──────── Data in this exercise

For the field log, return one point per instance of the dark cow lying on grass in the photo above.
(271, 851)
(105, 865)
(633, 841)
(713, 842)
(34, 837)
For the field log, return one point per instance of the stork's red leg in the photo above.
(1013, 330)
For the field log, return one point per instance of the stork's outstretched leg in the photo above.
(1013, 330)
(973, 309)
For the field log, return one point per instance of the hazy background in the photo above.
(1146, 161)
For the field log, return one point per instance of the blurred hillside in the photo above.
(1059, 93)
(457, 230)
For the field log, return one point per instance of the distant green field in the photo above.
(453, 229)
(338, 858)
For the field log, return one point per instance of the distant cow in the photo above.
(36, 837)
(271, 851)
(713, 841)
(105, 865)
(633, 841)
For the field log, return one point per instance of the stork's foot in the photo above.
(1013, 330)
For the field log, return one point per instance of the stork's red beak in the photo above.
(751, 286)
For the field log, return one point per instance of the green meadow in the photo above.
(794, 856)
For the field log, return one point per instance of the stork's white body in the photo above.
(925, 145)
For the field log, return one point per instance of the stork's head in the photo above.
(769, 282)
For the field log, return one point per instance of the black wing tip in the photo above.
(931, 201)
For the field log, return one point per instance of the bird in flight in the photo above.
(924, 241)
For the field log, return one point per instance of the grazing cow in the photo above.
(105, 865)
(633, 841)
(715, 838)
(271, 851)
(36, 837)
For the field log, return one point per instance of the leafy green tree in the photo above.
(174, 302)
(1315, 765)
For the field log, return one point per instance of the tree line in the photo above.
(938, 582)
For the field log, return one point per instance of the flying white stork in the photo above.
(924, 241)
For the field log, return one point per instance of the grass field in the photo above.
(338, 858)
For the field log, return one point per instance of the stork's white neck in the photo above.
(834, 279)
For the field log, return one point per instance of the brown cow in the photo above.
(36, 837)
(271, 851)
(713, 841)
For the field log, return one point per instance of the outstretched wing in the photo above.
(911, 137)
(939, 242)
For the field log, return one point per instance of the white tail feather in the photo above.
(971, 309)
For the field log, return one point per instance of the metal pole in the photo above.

────────────────

◆ **Instructions to follow**
Can you quote the data word for word, starting at its first line and ending at the line that contains "(1146, 161)", with both of those lines included?

◆ **Solution for this exercise**
For the field log, return one point per instance of the dark cow lying on grass in the photo above.
(271, 851)
(105, 865)
(633, 841)
(713, 842)
(34, 837)
For the field log, return one point per instance of the stork's red leg in the photo above.
(1013, 330)
For the field log, return one point per instance of the stork's outstretched leg in the photo above.
(1013, 330)
(973, 309)
For the field log, return one point per instance of the hazy background in the photo above.
(1146, 161)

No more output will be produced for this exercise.